Start Records shown

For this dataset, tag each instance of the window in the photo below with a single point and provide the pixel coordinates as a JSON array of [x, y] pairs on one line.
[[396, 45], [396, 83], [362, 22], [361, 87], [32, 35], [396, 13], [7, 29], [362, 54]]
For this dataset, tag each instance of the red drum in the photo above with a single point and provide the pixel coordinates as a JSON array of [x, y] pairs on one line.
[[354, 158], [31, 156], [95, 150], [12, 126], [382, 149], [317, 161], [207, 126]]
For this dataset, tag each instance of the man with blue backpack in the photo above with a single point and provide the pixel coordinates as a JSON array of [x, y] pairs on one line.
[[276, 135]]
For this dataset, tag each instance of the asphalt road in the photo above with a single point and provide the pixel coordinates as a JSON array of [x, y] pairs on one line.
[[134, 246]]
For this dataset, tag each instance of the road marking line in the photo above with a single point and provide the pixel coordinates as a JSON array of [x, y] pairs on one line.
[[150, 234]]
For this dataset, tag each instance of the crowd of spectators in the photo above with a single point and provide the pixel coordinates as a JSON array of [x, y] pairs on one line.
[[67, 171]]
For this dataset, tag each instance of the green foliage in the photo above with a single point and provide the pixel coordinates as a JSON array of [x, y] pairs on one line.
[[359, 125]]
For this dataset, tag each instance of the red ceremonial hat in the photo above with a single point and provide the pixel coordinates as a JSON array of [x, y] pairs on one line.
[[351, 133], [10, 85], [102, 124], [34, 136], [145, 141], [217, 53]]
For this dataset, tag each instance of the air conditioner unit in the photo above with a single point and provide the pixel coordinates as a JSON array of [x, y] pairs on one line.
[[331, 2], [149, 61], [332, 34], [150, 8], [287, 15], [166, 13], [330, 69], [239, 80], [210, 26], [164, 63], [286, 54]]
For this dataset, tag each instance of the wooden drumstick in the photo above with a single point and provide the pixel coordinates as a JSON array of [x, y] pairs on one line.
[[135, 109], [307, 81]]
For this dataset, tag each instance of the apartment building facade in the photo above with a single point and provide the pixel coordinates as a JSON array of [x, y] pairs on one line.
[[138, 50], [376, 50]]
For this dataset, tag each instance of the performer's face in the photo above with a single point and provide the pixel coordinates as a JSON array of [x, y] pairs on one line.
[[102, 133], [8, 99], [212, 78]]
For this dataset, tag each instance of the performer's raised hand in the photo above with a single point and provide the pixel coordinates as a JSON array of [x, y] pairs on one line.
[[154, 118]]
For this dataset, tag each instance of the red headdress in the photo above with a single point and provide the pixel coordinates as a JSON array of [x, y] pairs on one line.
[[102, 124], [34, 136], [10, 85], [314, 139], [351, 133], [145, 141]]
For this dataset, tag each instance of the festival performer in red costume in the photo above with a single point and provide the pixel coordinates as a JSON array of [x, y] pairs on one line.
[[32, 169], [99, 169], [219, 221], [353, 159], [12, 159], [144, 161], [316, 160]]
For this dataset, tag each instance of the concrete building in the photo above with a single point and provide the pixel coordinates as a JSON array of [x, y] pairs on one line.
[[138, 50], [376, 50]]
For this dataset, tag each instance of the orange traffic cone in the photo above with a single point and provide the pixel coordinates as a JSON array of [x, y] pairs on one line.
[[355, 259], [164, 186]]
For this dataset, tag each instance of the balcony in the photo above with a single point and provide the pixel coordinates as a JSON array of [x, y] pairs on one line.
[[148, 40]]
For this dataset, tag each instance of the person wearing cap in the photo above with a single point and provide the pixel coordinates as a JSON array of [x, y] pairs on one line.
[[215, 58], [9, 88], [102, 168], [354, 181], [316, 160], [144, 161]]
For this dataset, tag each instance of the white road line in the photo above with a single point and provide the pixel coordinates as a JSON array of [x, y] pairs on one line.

End Records shown

Can you update every one of the rows above by replacing "pixel coordinates" with "image coordinates" and leaving everything else unchanged?

#### Solved exercise
For this dataset, tag each instance of the window in the photo below with a single point and provide the image coordinates as a JSON array of [x, y] pairs on one line.
[[396, 45], [396, 83], [362, 22], [361, 87], [32, 35], [396, 13], [7, 29], [362, 54]]
For this dataset, tag each instance of the red drum in the photo above with a single point and provide the image coordinates as a JSON array of [x, y] pairs on one line.
[[354, 158], [31, 156], [95, 150], [12, 126], [382, 149], [317, 161], [207, 126]]
For this dataset, tag each instance of the man with blue backpack in the photo above with a single point and provide the image coordinates as a JSON array of [x, y] pairs on one line.
[[276, 135]]
For this dataset, tag each instance of the asphalt road in the photo above with a single point and provide the image coordinates as a JSON array of [x, y] pairs on one line.
[[134, 246]]
For this dataset, tag each instance of the road marking line in the photo above with a single point and provide the image coordinates as a JSON array of [x, y] pairs on one line.
[[150, 234]]
For this dataset, tag each instance of the crowd of spectators in the photo above with a single point and provide the image coordinates as a JSON array of [x, y] pairs on one line.
[[67, 171]]
For this dataset, tag each instance of the green foliage in the photo above with a single point and provide the image coordinates as a JSON array of [x, y] pairs on one line.
[[359, 125]]
For this dataset, tag each instance of the red ceremonial hat in the photo above with a single point and provide the image coordinates as a JSON array of [x, y] pairs on one line.
[[351, 133], [10, 85], [102, 124], [34, 136], [145, 141], [217, 53]]
For this dataset, tag each instance of the air conditioner unit in the photo above with a single point and provide the image coordinates as a JSON array of [x, y] pairs on one line.
[[331, 2], [149, 61], [332, 34], [150, 8], [287, 15], [166, 13], [330, 69], [239, 80], [210, 26], [164, 63], [286, 54]]
For this dataset, tag each instance of the wooden drumstick in the photo above with a single point and provide the image coordinates as a JSON array of [x, y] pairs on one line.
[[135, 109], [307, 81]]
For this dataset, tag each instance of the apartment building facade in the photo above with a single point and provide the image coordinates as a JSON array of [x, y] pairs on one line.
[[138, 50], [376, 50]]
For this dataset, tag each instance of the performer's face in the photo above with a single point and provide the image coordinates as a JSON array of [x, y] pairs on one line.
[[102, 133], [8, 99], [212, 78]]
For this dataset, tag each instance of the performer's raised hand in the photo above with a single point and provide the image coordinates as a JSON array of [x, y] pairs on one line.
[[154, 118]]
For this dataset, tag each instance of the red headdress in the photo above with a single point and provide the image coordinates as a JSON array of [x, y] pairs on one line.
[[102, 124], [34, 136], [10, 85], [314, 139], [351, 133], [145, 141]]
For this dataset, tag each instance of the festival performer in red costume in the photo above with a single point and provide the image coordinates as a JSON array of [x, y] pairs on one line.
[[32, 169], [99, 169], [219, 221], [353, 159], [12, 159], [144, 161], [316, 160]]
For this dataset, tag each instance of the concrete building in the photo above with a single point and provide the image coordinates as a JSON array of [x, y] pairs on one line.
[[138, 50], [376, 50]]
For this dataset, tag each instance of the orange traffic cone in the photo above with a single point and provide the image coordinates as a JSON array of [x, y] pairs on one line.
[[355, 259], [164, 186]]
For this dataset, tag each instance of the balcony in the photo above with a single point and provide the image coordinates as a JSON array of [x, y] pairs on one line.
[[148, 40]]
For this dataset, tag each instance of the person wearing cap in the photo above with a single point and provide the image coordinates as a JSON array of [x, y] pairs on one line.
[[215, 58], [9, 88], [102, 168], [354, 181], [316, 160], [144, 161]]
For this dataset, tag each instance of the white road line in the photo above with a single point and provide the image coordinates as a JSON array of [x, y] pairs on one line.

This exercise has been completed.